[start DOCUMENT EXTRACT]

Alexander Campbell of Hallyards (1768-1817) was one of Glasgow’s most illustrious West India merchants active during the city’s ‘golden age’ of sugar. Collectively described as the ‘sugar aristocracy’, these merchants came to prominence after the American War of Independence (1775-1783) had ended Glasgow’s monopoly of Chesapeake tobacco.
Around 1787, Alexander Campbell joined with his cousin, John Campbell senior, to establish the firm John Campbell senior & Co. which was based in a counting house in Argyle Street, Glasgow. The firm became one of the most successful of its type with operations focused on frontier territory in the British West Indies: initially Grenada, and after later expansion, British Guiana. Specialising in imports in sugar and cotton, and the export of goods to resident planters, the firm’s partners also took up ownership of enslaved people and sugar estates. Several of the firm’s partners hailed from modest background, but later achieved rank and influence based on the expropriation of wealth from slave labour. Like many other West India merchants, Alexander Campbell was painted by Henry Raeburn. The portrait now, held by Glasgow Museums (1902), represents him as an early nineteenth-century mercantile gentleman.
Alexander Campbell hailed from Doune in Stirling, around thirty miles north of Glasgow, explaining his nickname ‘Sandy Doune’. He was also known as ‘Business Sandy’, supposedly due to his high work rate within the counting house. Originally of Highland stock, information on his father is limited although it is unlikely he was of a landed background. With the profits of Caribbean slavery Alexander Campbell rose to the landed ranks, becoming one of the newly created West India arrivistes in Glasgow, purchasing no less than five estates: Hallyards, Kingledoons and Cadenmuir (Peebles), Hagtonhill (Lanark) and Ballenbridge (unknown). Campbell of Hallyards also married into the Highland gentry. In 1800, he married Barbara Campbell, daughter of Archibald Campbell of Jura, heritable keeper of Craignish Castle. The other daughter of Campbell of Jura married another West India merchant, Richard Dennistoun of Kelvingrove. With Colin Campbell, the brothers-in-law joined forces with Robert Owen and invested in the cotton mills at New Lanark in 1810, thus investing the profits of slavery in what proved to be a short-lived partnership. In time, the son of Alexander Campbell of Hallyards and Barbara Campbell, known as ‘White’ Mungo Campbell (1805-1866), would take up his father’s partnership in John Campbell senior & Co in 1828. Thus, the strategic pairing illustrates how marriage and kinship ties underpinned the commercial connections during Glasgow’s ‘golden age’ of sugar.

[end DOCUMENT EXTRACT]
[start RECORD EXCERPTS]

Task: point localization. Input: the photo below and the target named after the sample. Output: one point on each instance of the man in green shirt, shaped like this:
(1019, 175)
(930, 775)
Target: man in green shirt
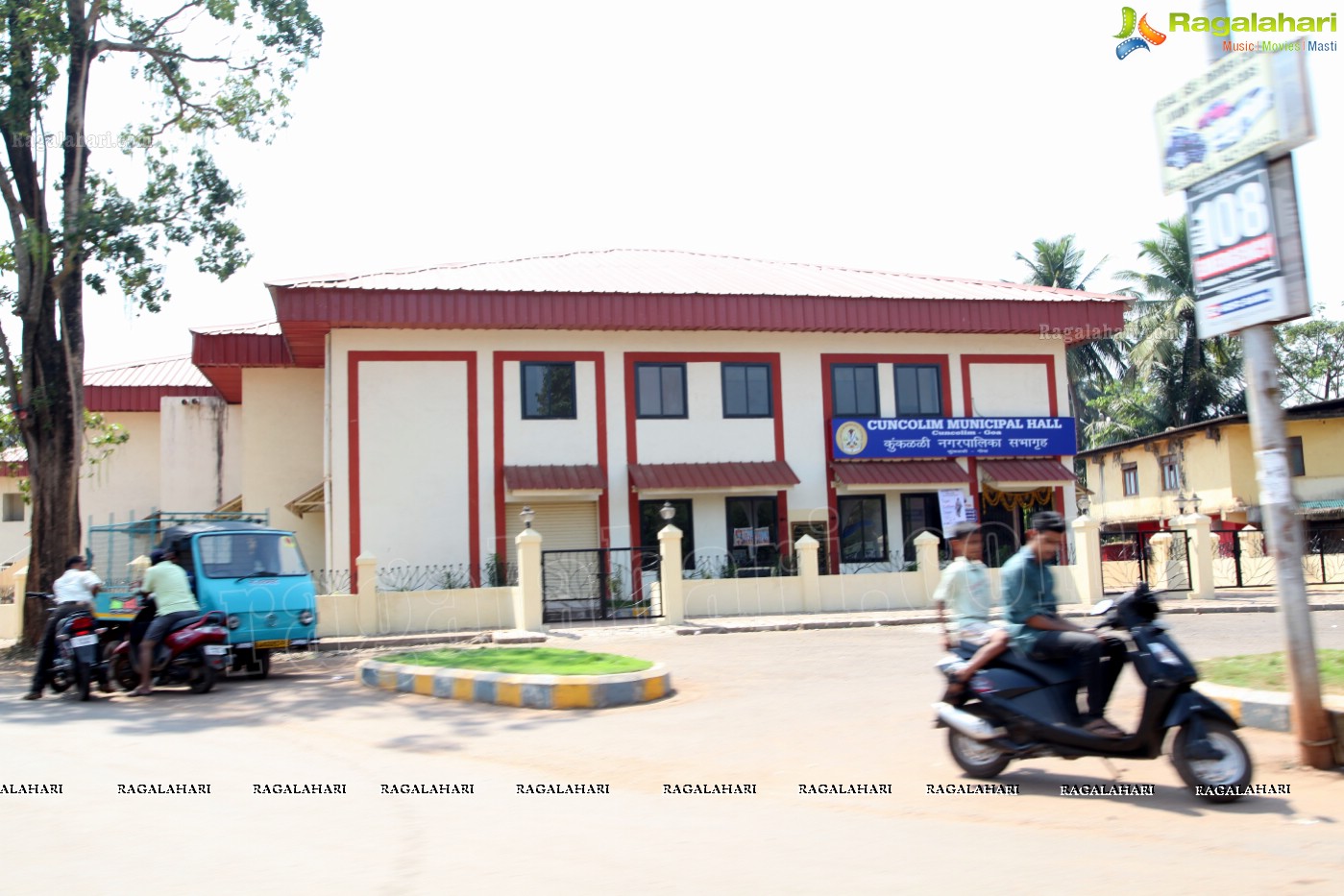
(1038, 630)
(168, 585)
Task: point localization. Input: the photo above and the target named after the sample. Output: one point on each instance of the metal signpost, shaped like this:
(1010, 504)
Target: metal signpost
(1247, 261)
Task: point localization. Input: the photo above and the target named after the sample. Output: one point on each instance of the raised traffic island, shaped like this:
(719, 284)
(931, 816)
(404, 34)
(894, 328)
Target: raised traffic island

[end RECORD EXCERPTS]
[start RECORD EXCERPTS]

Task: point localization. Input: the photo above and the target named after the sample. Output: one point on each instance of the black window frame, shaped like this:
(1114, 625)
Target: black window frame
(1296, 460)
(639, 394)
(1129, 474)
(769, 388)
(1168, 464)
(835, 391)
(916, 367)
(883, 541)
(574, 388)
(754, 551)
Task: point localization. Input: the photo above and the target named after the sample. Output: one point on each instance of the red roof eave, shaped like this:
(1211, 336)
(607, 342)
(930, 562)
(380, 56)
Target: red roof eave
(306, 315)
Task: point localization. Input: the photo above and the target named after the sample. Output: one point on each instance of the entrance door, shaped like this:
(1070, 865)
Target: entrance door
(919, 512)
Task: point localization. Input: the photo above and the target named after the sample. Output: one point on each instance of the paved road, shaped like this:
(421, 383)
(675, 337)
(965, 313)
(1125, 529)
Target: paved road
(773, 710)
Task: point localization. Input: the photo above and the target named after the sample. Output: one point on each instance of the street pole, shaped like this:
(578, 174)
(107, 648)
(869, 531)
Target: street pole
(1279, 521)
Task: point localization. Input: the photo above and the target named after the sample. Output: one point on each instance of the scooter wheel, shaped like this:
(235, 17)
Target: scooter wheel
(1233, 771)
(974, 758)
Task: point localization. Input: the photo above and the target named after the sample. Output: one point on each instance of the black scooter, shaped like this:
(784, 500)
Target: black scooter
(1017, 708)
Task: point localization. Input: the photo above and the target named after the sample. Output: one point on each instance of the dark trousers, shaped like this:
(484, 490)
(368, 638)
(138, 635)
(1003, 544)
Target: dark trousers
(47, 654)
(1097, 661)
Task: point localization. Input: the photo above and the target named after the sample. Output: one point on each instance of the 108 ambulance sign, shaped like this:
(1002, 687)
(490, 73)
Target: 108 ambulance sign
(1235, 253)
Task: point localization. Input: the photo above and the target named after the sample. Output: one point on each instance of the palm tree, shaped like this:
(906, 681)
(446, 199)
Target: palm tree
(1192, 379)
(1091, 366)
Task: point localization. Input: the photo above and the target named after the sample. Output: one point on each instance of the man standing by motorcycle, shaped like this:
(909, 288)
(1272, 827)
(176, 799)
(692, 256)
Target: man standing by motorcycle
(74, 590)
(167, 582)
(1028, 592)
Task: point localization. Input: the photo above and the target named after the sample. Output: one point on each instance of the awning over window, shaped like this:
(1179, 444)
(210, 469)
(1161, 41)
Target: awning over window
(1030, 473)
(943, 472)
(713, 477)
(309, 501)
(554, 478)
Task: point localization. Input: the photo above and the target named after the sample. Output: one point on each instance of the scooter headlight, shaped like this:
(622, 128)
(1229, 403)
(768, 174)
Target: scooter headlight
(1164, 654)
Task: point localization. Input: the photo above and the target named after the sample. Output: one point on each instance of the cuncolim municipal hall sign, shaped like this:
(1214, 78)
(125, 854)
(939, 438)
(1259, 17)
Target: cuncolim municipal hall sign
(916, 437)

[end RECORD EXCERPTS]
[start RECORD EXCERPTS]

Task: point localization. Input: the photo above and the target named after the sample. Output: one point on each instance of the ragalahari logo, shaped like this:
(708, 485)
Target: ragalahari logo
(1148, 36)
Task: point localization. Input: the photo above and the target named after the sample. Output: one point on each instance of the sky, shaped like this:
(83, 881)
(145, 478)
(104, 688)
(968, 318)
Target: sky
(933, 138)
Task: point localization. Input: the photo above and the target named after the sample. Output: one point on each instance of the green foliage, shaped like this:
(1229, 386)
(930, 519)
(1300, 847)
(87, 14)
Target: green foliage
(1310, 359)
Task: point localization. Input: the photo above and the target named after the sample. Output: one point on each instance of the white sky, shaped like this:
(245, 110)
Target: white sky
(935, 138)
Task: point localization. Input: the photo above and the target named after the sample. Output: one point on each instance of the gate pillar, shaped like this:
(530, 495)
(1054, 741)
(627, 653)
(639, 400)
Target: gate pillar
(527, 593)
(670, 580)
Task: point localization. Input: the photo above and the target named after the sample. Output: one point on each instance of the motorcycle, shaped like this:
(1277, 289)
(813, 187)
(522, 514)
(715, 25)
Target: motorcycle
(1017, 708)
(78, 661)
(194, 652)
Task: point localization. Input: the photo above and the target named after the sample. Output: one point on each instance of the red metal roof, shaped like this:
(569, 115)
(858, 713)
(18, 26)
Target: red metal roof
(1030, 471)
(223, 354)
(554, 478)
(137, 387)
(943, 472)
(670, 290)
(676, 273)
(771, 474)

[end RECORD EXCERPTS]

WORK TO COMPLETE:
A - Reproduce word for word the part of the passage on Alexander Campbell of Hallyards between "Alexander Campbell of Hallyards (1768-1817)" and "of Chesapeake tobacco.", inclusive.
B - Please resume the passage on Alexander Campbell of Hallyards, starting right after its final sentence.

TASK-BY-TASK OUTPUTS:
A -
Alexander Campbell of Hallyards (1768-1817) was one of Glasgow’s most illustrious West India merchants active during the city’s ‘golden age’ of sugar. Collectively described as the ‘sugar aristocracy’, these merchants came to prominence after the American War of Independence (1775-1783) had ended Glasgow’s monopoly of Chesapeake tobacco.

B -
Frequenting social clubs and the membership of lobbying groups and volunteer corps tell us much about Alexander Campbell’s self-identity and mentalité. Social clubs attended by gentleman of rank perfectly illustrate the associational culture of eighteenth and nineteenth-century Great Britain. Such clubs acted as social networks, but also integrated men of similar wealth and status. The Gaelic Club of Glasgow – established in March 1780 – became a favoured hangout for West India merchants, especially the Campbell family. Dressed in tartan as per club rules, Alexander Campbell of Hallyards often presented the club with live turtles for members to feast on. Alongside other members of his family, Alexander Campbell was a founder member of the Glasgow West India Association in 1807. This lobbying group advanced the pro-slavery interests of West India merchants and planters by petitioning institutions, especially the British Parliament. As one of the first five directors, alongside other mercantile luminaries such as John Gordon and Robert Bogle junior, Campbell was at the very pinnacle of Glasgow’s West India elite.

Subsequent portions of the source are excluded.